(Records begins)

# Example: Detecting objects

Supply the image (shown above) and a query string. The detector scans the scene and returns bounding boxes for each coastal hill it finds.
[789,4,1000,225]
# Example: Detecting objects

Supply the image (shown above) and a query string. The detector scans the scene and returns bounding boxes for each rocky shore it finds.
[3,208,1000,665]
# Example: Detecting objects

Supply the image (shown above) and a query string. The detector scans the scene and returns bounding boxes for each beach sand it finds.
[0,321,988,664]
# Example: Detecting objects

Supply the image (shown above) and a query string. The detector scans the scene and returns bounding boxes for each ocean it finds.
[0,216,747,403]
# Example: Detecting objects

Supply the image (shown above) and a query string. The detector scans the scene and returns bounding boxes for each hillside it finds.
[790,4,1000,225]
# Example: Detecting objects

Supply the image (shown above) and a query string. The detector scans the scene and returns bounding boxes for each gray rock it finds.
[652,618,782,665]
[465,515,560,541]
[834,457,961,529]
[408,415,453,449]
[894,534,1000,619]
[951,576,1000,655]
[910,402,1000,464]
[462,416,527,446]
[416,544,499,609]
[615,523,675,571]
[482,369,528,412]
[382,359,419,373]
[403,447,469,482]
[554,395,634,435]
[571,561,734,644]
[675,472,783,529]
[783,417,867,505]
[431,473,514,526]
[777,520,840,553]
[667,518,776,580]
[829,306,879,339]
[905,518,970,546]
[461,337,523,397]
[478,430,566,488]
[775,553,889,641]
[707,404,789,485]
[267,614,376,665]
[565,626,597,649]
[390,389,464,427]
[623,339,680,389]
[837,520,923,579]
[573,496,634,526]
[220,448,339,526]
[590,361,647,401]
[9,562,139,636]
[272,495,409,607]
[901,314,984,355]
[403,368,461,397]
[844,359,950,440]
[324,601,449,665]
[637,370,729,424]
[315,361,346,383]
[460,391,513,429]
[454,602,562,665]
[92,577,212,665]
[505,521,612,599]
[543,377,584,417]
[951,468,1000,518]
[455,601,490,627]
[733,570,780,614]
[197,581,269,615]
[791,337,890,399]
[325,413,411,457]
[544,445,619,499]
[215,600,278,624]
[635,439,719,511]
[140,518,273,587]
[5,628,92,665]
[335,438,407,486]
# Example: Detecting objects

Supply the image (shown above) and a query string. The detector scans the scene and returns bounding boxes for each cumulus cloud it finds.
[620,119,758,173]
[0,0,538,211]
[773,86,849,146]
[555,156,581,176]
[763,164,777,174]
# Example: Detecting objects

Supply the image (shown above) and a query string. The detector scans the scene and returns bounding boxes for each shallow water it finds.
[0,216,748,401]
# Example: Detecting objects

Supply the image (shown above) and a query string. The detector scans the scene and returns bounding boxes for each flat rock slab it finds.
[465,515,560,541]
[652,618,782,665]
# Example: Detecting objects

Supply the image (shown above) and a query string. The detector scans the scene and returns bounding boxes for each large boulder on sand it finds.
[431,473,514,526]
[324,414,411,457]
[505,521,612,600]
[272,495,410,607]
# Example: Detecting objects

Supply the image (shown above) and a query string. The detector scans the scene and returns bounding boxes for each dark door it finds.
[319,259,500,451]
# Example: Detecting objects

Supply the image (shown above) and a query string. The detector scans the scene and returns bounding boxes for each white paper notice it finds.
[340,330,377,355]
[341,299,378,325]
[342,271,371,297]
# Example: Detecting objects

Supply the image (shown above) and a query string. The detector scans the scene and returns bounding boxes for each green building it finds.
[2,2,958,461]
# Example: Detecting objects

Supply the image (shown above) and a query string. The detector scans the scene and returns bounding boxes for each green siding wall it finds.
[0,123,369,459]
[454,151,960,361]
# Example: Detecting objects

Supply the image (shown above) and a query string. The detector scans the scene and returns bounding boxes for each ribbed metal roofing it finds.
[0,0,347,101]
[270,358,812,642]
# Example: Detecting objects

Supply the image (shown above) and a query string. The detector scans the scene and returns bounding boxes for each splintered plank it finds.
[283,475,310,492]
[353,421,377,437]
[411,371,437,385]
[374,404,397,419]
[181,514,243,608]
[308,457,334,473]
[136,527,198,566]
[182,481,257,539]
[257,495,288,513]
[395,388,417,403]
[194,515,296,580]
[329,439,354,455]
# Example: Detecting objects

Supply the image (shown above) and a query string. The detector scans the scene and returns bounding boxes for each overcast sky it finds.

(Records ends)

• [Description of the task]: Retype each record above so that every word stays exactly the same.

• [Answer to the problem]:
# Example: Detecting objects

Supply the image (shown above) and a query string. The detector scans the scene and returns bounding boxes for each coastal hill it finds.
[789,4,1000,225]
# Example: Detecting objects

Supply the image (shown above) and a query string. The detector scans the scene and returns bounding boxes for each rocky shore it finds.
[3,208,1000,665]
# Example: Detecting objects

Supply the image (shown above) and a query string. The detector scans the scene and returns bounding boxes for each beach sand it finds.
[0,321,988,664]
# Example: Detecting objects

Supply the image (shown above) and a query string. The detector scans the scene and returns bounding boxes for each ocean it finds.
[0,216,747,403]
# Example: Detecting objects

Supply the image (shown above) and a query string. The detector scans the scene and returns bounding boxes for each hillside it finds.
[790,4,1000,225]
# Example: Detecting objects

Supply the image (shown above) and a query string. The detector scans the scene and returns bounding boxes for each gray rock it finds.
[652,618,782,665]
[465,515,560,541]
[834,457,961,529]
[408,415,453,449]
[894,534,1000,619]
[951,576,1000,655]
[910,402,1000,464]
[462,416,527,446]
[416,544,499,609]
[615,523,675,571]
[482,369,528,412]
[382,359,419,373]
[403,447,469,482]
[554,395,634,435]
[571,561,734,644]
[675,472,783,529]
[783,417,867,505]
[431,473,514,526]
[777,520,840,553]
[667,518,776,580]
[829,306,879,339]
[905,518,970,546]
[461,337,523,397]
[478,430,566,488]
[775,553,889,641]
[707,404,789,485]
[267,614,376,665]
[565,626,597,649]
[390,389,464,427]
[623,339,680,389]
[837,520,923,579]
[573,496,634,526]
[220,448,339,526]
[590,361,647,401]
[9,562,139,636]
[272,495,409,607]
[901,314,984,355]
[403,368,461,397]
[844,359,950,440]
[324,601,449,665]
[637,370,729,424]
[315,361,346,383]
[460,391,513,429]
[454,602,562,665]
[92,577,212,665]
[505,521,612,599]
[543,377,584,417]
[951,468,1000,518]
[455,601,490,627]
[733,570,780,614]
[197,581,269,615]
[791,337,890,399]
[325,413,411,457]
[544,445,619,499]
[215,600,278,624]
[635,439,719,511]
[140,518,273,587]
[5,628,92,665]
[335,438,407,486]
# Example: Detecting objects

Supply the image (shown above) and a query string. The detector scans the scene and returns bounding boxes for each cumulus cloud it finds.
[620,119,758,173]
[0,0,538,211]
[773,86,849,146]
[555,156,581,176]
[763,164,777,174]
# Example: Detecting objects

Supply the image (shown above) and a query string. The detector scans the scene and returns bounding boxes for each shallow water it finds.
[0,216,748,401]
# Example: Detecting objects

Supply the image (shown above) and a query string. The detector scans the scene and returns bounding boxes for each flat rock slab it finds.
[465,515,560,541]
[652,618,782,665]
# Example: Detecting objects

Supply the image (shown above) and a query string. The detector scans the scene and returns bounding boxes for each large boulder on sand it finds.
[431,473,514,526]
[324,414,411,457]
[505,521,612,600]
[272,495,410,607]
# Example: Detecting objects

Supply the image (shown above) and a query string. The detector scans the scene and returns bounding boxes for each dark door it finds.
[319,259,500,451]
# Example: Detecting objects

Supply the image (shown above) and a query string. The detector scans the scene and returns bounding boxes for each white paper notice it finds.
[340,330,377,355]
[341,299,378,325]
[342,271,371,297]
# Example: Detecting objects

Supply the image (shown above) and a query string. The detector scans the scene and returns bounding boxes for each green building it finds.
[2,2,958,461]
# Example: Detecting objects

Supply the image (shown above) and a query string. The detector scans the scene and returns bounding boxes for each green siding wall it finds.
[0,123,369,459]
[454,151,960,361]
# Example: Detecting objects

Supply the image (shown above) and a query string. The detector scans the scene and returns bounding boxes for each ribbed metal roofing it finds.
[0,0,347,101]
[270,358,812,642]
# Example: Detecting objects

Supply the image (shown above) and a query string. The detector scans the scene and returns bounding boxes for each splintered plank it finds.
[283,475,310,492]
[353,421,377,437]
[411,371,437,385]
[374,404,397,419]
[181,514,243,608]
[308,457,334,473]
[136,527,198,566]
[182,481,257,539]
[257,495,288,513]
[395,388,417,403]
[194,515,296,580]
[329,439,354,455]
# Example: Detecting objects

Supply the image (shown above) and a query string. The detector scans the scene and returns bounding boxes for each overcast sky it finds.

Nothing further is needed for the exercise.